● Provided records
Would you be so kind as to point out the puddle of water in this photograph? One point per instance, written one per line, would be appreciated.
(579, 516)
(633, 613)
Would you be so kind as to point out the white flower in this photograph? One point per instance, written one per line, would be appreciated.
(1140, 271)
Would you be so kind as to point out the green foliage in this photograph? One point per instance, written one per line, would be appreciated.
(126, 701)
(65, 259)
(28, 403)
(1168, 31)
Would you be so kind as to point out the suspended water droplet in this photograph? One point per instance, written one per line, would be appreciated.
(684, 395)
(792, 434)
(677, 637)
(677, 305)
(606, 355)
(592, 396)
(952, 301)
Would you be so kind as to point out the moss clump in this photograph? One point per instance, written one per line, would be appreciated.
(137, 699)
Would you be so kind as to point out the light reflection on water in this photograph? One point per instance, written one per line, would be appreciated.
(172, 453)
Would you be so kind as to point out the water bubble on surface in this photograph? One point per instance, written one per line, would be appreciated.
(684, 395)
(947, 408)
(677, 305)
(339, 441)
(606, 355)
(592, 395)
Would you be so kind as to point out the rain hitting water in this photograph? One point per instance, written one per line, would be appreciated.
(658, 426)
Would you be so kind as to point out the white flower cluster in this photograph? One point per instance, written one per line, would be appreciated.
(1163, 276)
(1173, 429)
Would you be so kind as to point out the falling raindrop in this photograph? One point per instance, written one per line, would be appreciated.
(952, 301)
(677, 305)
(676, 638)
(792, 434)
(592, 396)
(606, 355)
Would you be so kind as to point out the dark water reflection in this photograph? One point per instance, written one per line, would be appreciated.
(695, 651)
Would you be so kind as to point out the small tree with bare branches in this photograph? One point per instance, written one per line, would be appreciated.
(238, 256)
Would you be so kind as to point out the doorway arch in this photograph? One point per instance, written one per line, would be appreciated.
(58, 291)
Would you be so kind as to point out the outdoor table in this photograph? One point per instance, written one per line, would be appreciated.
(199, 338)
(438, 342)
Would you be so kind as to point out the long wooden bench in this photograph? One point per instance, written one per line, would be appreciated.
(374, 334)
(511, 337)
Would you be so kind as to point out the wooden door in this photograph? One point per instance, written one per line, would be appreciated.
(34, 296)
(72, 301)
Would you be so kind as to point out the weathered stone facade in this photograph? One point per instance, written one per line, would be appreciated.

● To be done
Rewrite all of the data above, changing each "appreciated" to "helpful" and leaving every other character unchanged.

● The solution
Would you be so kind as to point out the puddle of water in this photograph? One point per instance, written one per line, would be helpful.
(579, 516)
(633, 613)
Would you be so kind as to point out the white flower in this photograph? One point per instance, written one per line, would be helpful.
(1140, 271)
Would you be so kind as to point out the green foliage in this photograph? One point per instance, written one per line, would be helpful.
(126, 701)
(65, 259)
(28, 403)
(1168, 31)
Would you be so kind as to point out the suspended water droplet in this photograph? One point per instance, written one per line, would be helpful.
(684, 395)
(792, 434)
(677, 637)
(677, 305)
(606, 355)
(592, 396)
(952, 301)
Would you be so kind as to point out the moss clump in this photograph? One point per instance, written one per line, would be helpful.
(137, 699)
Would you be so kind as to point out the light reflection on water in this photograph? One point per instance, written one per line, would be helpful.
(172, 453)
Would you be so kind as to point out the water bubble on surface in this photograph? One point per instance, written one per line, would be helpful.
(684, 395)
(947, 408)
(677, 305)
(339, 441)
(606, 355)
(592, 395)
Would you be so kind as to point out the rain hitting water in this photograph? One point per instance, written one per line, would be helpful.
(658, 426)
Would you be so kind as to point out the white flower cluster in this photograph? One point per instance, written one per line, would be helpful.
(1163, 276)
(1173, 429)
Would you be so kind as to point out the falling raindrop in this photograph? One point per instance, written one per line, would be helpful.
(952, 301)
(677, 305)
(676, 638)
(792, 434)
(592, 396)
(606, 355)
Would you be so kind as to point out the dark water reflection in this photograph? One point per instance, written one per line, would be helpful.
(695, 651)
Would you be so kind as to point out the small tree with bare branches in this photograph? One point per instance, written one per line, would be helpful.
(238, 256)
Would you be so kind as to point out the doorway arch in this photograph? One point per instance, written one per line, would be helpful.
(58, 291)
Would you be so kind as to point out the outdoor table in this photograph? One point per instance, written one per line, would be helpful.
(199, 338)
(438, 342)
Would you be so kind as to point out the long wooden bench in this photograph? One point per instance, written one per line, would be helpful.
(374, 334)
(511, 337)
Would you be so kind as to point out the wooden door in this photograph? One point per instance, written one per line, would be helpful.
(34, 296)
(72, 301)
Would you be so kind as to point out the weathered stone facade in this photograph? One point per instance, written one per line, would be helpful.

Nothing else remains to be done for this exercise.